**Source text**
However, we prefer to say that there are numerous opportunities for the collective when designing in the context of favelas. Apart from the structural challenges, which exceed the scope of our practice, we perceive that overcoming obstacles can occur through the exchange of knowledge between residents and professionals from various disciplines who can contribute, in a "two-way street," their expertise.

A synthesis of the learnings is encapsulated in the form of the film Where Will You Live in 2050?, produced in 2017 by Fernando Maculan upon an invitation from CASACOR Minas for a series of lectures on the theme Architecture for Non-Architects. The title question was made to residents and visitors of the Serra favela and brought to light a series of positive perspectives on the way of life in the peripheries and what these communities have to teach other parts of the city, such as the value attributed to property usage, the shared management by residents, cooperation in collective efforts for housing construction, the true sense of community, the unique relationship with the landscape, and the growing awareness that the favela has its values and identities.

**Listed records**

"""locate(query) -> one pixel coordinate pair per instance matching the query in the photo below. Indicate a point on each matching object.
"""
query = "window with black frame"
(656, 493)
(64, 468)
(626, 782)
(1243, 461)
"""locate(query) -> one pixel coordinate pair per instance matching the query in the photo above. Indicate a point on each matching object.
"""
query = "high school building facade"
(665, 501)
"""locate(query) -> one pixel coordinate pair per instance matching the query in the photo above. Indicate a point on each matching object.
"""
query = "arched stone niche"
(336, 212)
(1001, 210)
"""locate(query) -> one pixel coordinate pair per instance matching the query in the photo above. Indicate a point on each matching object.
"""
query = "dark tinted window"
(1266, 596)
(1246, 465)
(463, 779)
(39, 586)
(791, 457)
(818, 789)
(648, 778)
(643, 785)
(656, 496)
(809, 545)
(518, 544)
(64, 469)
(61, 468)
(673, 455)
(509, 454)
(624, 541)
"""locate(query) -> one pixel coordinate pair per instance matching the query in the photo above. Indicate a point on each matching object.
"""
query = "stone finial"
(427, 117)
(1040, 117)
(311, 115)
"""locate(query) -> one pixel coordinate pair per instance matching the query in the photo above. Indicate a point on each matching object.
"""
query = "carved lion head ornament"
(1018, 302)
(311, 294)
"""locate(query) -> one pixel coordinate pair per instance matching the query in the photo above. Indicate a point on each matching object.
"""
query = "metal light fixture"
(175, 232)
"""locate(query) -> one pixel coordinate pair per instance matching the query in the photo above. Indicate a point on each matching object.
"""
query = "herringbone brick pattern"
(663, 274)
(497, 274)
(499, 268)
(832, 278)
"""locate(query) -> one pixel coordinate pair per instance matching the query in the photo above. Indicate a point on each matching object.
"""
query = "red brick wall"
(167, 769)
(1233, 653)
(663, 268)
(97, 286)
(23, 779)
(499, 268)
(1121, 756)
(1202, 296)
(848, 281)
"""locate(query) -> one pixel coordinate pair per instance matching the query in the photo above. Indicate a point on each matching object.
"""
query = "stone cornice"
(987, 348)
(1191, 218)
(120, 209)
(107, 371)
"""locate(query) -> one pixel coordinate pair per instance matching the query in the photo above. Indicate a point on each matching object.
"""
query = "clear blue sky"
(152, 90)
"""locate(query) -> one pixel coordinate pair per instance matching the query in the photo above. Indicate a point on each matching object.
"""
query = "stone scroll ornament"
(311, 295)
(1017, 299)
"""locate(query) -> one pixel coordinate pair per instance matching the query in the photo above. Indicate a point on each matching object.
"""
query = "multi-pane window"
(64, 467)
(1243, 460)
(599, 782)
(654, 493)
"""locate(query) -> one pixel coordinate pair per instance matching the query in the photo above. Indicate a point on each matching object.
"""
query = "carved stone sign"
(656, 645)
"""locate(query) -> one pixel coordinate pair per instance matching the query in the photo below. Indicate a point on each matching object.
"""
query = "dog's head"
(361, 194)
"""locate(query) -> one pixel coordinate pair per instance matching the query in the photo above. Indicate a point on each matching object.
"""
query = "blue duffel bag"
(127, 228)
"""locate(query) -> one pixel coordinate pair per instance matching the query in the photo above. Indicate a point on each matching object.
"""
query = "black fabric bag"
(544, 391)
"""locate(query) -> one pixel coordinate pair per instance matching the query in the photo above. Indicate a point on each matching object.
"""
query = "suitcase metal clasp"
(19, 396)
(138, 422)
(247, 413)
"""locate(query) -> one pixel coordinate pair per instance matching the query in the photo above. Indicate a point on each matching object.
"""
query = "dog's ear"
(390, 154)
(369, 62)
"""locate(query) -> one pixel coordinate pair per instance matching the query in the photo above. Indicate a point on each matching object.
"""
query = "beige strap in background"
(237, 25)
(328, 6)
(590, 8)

**Tasks to carry out**
[1] According to the passage on designing in favelas, who produced the film Where Will You Live in 2050?, and in what year?
[2] Pick up the passage on designing in favelas after its last sentence and keep writing.

**Responses to the tasks**
[1] Fernando Maculan produced it in 2017.

[2]
SM: Centro Cultural Lá da Favelinha was the first project of LEVANTE and the result of a multidisciplinary effort. Is this an approach you seek to bring to projects with other programs?

CL: Centro Cultural Lá da Favelinha encompassed, from conception to post-occupation, a complex and integrated action. Alongside the architecture team, lighting, landscaping, structural consulting, and art professionals contributed voluntarily. Our work also involved forming a network of suppliers and direct supporters, who contributed with donations of materials and services for the construction, such as Construtora UNI and the crowdfunding campaign called Levante Favelinha, which raised one hundred and twenty thousand reais.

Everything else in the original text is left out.